- Reading passage
==================================================
Thom: May I harass you in the IRC channel with ASM questions?


----------



## VReality (Mar 25, 2011)

C++

I make video games. Most of them you've never heard of, but some of the more recognizable titles are Medal of Honor, GoldenEye, Tiger Woods, and XCom.


----------



## ben1996123 (Mar 25, 2011)

I know some really basic actionscript 2. But I don't really do much of it. Do hardly any at school in free time, for 2 reasons:

1. School computers have _*Macromedia*_ flash 7
2. I got banned from programming last year, because "it attracts attention and it's pointless"


----------



## Kirjava (Mar 25, 2011)

deepSubDiver said:


> Thom: May I harass you in the IRC channel with ASM questions?


 
Sure. What's your nick? Never seen you in there before (I don't think).


----------



## deepSubDiver (Mar 25, 2011)

Kirjava said:


> Sure. What's your nick? Never seen you in there before (I don't think).


deepsubdiver or bassrael. I'm not really sure, I'm not in regularly.


----------



## Kirjava (Mar 25, 2011)

VReality said:


> I make video games. Most of them you've never heard of, but some of the more recognizable titles are Medal of Honor, GoldenEye, Tiger Woods, and XCom.


 
What company? Rare? Activision?


----------



## eastamazonantidote (Mar 25, 2011)

I know some Python, some Objective-C, very little C, and I can make my TI-84 do anything I want.


----------



## VReality (Mar 25, 2011)

Kirjava said:


> What company? Rare? Activision?


 
For Medal of Honor and GoldenEye, I worked at EA. For Tiger Woods and XCom I contracted for EA and 2K, respectively.


----------



## MaeLSTRoM (Mar 25, 2011)

Little bit of C++, C#, PHP and SQL
Haven't really done much with it though.


----------



## collinbxyz (Mar 25, 2011)

Why not make a community speedsolving app with the forums, a timer, scrambles, etc. I started to learn a little HTML, but that's not good for apps...anyway, I think it would be cool.


----------



## Keroma12 (Mar 25, 2011)

I like programming but I've never got round to learning anything except my TI-83 plus calculator. I'm making a blackjack game on it  which includes splits and double down and all that. Are there any good websites out there to learn more advanced programming?


----------



## danthecuber (Mar 25, 2011)

A little python and BASH


----------



## tx789 (Mar 25, 2011)

I'm learning in an option HTML coding


----------



## Zarxrax (Mar 25, 2011)

Keroma12 said:


> I like programming but I've never got round to learning anything except my TI-83 plus calculator. I'm making a blackjack game on it  which includes splits and double down and all that. Are there any good websites out there to learn more advanced programming?


 
I mostly learned programming on my TI-83 back in the day by printing out programs that were written in TI-BASIC and typing them in by hand.
After that, I took some programming classes in college, but it was always really confusing and I hated it. 
I find that the best way to learn (for me), it to just start working on an app that you want to make. If you don't know how to do something, you go on google and start searching around until you can figure out how to do it.
==================================================
- Given request A
In the programming forum thread, what version of Flash do ben1996123's school computers have?
The forum thread above has no connection to the records that follow.
==================================================
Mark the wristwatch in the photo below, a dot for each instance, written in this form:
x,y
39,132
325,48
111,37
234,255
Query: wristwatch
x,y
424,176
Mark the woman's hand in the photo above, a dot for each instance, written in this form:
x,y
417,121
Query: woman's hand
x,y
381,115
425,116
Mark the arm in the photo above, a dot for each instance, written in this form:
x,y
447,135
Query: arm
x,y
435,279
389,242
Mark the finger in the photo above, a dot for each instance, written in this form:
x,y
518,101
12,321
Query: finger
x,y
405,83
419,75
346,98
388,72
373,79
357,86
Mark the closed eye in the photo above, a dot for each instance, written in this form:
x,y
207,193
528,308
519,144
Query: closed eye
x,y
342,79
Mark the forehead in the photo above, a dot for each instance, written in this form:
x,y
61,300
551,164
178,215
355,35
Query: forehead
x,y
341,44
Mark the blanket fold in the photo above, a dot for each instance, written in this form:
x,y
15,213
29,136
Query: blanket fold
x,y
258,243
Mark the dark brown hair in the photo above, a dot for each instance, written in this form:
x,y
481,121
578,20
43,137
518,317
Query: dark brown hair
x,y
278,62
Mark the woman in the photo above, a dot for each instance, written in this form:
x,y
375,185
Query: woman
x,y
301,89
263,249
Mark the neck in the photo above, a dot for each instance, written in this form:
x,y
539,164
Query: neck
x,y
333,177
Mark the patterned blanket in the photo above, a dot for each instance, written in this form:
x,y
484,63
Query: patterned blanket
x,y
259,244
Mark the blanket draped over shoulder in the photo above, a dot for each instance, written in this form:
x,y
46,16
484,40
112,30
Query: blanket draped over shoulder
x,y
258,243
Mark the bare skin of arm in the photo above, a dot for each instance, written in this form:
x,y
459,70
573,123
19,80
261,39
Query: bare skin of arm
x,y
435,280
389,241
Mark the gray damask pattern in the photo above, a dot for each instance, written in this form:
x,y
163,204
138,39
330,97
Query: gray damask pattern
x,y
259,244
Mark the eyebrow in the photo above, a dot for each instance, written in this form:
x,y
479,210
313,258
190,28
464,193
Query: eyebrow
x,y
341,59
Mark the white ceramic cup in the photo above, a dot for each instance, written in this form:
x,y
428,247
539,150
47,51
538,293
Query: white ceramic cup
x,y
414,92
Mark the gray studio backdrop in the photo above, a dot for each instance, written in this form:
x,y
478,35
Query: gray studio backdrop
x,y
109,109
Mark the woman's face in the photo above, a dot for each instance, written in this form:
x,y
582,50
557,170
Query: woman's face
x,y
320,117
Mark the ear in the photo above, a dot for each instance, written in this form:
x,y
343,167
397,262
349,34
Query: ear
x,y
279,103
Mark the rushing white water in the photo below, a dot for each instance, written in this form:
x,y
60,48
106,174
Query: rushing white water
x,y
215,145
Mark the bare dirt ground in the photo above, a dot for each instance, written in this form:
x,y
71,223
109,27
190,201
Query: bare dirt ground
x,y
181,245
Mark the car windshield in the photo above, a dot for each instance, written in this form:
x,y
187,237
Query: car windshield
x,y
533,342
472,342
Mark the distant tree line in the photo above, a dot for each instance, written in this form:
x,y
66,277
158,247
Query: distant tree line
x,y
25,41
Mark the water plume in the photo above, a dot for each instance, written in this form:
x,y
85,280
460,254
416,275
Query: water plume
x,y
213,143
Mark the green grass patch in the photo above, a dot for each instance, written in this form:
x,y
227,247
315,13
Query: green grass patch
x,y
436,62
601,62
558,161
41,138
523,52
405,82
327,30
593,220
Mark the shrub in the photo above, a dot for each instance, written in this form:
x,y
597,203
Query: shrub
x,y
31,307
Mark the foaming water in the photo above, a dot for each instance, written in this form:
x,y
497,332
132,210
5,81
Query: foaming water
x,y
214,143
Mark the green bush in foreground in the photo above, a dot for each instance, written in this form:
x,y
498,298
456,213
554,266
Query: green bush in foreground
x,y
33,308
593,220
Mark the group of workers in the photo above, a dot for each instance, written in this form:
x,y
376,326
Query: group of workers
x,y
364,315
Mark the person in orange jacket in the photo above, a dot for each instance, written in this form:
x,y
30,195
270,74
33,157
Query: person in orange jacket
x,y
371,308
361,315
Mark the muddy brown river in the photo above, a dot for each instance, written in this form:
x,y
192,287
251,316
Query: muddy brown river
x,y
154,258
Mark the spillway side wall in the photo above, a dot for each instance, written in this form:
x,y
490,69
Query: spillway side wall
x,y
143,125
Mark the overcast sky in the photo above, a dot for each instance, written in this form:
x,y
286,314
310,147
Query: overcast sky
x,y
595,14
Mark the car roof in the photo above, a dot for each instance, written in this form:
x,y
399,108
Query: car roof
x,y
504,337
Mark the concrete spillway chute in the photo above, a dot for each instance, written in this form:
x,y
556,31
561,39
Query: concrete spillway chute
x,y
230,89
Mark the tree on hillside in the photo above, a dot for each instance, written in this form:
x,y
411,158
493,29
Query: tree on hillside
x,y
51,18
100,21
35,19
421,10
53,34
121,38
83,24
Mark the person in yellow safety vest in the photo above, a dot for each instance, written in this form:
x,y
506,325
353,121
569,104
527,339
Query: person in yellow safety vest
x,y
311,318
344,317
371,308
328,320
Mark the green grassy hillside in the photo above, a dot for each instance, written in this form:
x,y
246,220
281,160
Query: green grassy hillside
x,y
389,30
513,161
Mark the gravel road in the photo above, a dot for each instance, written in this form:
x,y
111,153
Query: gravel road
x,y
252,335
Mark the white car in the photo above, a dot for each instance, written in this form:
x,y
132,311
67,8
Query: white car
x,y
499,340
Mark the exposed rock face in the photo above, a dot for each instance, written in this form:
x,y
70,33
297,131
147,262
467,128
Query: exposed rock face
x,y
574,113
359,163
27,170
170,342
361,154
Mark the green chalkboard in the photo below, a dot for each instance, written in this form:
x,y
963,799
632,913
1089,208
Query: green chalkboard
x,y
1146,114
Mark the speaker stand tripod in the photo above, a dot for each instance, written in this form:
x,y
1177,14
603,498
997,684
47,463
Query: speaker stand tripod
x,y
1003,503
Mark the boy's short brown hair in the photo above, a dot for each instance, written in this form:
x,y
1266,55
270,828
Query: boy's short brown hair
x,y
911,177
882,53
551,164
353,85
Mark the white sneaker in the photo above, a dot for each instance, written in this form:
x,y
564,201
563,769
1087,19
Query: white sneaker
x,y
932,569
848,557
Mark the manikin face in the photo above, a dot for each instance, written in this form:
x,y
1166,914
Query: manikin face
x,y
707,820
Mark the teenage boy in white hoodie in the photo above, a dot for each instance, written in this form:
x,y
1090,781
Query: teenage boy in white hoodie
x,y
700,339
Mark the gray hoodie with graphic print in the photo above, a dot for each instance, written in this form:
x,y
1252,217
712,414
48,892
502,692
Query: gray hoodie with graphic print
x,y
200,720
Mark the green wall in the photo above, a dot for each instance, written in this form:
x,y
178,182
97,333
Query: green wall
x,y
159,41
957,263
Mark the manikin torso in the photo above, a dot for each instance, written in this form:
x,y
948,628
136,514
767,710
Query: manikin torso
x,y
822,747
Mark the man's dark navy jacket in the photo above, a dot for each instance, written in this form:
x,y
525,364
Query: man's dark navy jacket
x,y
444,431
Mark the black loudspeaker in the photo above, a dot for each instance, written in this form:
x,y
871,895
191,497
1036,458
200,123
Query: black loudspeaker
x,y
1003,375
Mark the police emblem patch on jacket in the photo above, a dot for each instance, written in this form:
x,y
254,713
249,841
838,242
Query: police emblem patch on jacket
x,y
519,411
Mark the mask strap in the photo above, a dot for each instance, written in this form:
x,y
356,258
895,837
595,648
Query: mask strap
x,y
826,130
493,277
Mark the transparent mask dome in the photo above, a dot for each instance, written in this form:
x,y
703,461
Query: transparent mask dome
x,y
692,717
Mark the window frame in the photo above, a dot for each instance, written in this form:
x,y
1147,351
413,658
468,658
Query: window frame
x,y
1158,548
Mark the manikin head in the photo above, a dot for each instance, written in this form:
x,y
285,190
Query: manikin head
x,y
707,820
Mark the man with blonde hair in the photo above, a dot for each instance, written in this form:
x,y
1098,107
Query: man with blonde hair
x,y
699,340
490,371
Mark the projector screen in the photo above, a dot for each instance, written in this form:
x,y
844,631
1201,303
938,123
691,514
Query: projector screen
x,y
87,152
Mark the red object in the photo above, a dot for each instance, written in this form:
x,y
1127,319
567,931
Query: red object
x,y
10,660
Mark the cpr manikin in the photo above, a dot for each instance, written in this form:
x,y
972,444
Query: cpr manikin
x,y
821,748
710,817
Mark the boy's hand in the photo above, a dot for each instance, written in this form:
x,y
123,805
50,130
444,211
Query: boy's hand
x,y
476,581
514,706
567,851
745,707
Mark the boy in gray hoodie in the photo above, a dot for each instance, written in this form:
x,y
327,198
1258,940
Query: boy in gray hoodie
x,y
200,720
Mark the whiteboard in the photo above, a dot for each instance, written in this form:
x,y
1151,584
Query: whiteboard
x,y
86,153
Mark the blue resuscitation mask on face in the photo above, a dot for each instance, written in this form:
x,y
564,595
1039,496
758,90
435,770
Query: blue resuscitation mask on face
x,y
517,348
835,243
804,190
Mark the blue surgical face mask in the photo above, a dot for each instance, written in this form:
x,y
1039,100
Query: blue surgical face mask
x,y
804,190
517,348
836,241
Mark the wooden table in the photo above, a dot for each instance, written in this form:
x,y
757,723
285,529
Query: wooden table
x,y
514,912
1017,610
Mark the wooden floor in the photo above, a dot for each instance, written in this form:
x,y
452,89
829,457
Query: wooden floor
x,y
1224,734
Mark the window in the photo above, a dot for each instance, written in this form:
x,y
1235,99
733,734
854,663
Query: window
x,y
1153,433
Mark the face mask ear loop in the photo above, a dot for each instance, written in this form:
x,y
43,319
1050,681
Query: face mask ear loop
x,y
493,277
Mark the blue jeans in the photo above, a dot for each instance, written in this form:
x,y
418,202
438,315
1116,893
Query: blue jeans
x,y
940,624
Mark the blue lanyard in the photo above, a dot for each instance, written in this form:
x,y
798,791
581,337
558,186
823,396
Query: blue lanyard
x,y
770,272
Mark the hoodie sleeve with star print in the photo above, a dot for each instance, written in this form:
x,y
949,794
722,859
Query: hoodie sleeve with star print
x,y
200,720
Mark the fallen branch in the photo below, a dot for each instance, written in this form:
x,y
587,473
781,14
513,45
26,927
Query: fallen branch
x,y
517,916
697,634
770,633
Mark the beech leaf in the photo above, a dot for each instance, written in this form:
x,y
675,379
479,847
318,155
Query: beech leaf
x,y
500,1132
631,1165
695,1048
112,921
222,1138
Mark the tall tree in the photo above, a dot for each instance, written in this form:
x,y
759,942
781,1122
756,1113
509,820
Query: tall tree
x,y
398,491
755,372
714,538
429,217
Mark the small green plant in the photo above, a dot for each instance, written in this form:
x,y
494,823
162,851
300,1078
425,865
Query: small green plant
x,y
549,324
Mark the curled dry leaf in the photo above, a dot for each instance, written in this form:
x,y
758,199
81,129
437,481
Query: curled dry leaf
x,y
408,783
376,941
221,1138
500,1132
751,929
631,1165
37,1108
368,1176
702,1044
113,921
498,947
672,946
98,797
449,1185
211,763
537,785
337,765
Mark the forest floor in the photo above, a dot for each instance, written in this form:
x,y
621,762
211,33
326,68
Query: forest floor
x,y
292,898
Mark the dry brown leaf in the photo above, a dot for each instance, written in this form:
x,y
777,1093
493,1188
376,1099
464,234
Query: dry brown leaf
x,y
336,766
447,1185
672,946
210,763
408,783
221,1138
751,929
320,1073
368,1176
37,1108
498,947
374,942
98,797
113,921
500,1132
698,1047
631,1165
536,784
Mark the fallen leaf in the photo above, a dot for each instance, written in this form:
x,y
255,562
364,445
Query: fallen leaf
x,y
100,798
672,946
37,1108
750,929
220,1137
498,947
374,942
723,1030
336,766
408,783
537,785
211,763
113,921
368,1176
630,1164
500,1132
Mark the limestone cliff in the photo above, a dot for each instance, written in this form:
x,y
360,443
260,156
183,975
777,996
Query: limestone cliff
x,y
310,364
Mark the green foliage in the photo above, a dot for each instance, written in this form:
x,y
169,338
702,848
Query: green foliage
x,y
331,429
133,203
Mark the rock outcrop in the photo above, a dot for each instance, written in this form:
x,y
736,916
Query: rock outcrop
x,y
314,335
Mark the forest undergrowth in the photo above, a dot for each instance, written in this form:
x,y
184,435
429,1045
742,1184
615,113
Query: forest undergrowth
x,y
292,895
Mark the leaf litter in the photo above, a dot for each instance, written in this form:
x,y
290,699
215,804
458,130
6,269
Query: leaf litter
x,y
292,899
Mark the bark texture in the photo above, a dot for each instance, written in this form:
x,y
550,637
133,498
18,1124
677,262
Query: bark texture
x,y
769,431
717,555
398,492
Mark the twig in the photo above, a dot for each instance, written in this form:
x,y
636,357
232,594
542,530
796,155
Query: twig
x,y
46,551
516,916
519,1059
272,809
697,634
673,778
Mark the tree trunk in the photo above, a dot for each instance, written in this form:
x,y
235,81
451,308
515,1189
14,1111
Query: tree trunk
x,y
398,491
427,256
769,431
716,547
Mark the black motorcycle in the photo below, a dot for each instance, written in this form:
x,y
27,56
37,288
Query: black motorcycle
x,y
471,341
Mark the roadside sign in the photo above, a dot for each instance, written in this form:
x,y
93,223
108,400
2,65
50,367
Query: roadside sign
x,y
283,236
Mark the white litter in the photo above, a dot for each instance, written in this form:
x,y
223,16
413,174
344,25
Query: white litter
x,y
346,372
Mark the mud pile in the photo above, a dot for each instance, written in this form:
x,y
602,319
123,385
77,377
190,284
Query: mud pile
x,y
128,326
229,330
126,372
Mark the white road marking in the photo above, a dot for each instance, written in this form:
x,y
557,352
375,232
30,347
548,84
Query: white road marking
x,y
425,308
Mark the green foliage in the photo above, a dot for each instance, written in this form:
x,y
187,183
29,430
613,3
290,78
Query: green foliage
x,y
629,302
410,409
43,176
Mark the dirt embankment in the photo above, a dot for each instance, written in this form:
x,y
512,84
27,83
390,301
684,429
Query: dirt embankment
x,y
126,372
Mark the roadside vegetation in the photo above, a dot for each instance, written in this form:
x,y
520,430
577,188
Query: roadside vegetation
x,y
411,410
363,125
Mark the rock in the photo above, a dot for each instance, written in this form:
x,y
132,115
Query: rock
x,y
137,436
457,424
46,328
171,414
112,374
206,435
==================================================
- Given request B
Count the lines of the records that contain the string "tripod", treating uppercase and lowercase as different. Give only the number.

- Task answer A
Macromedia Flash 7.

- Task answer B
2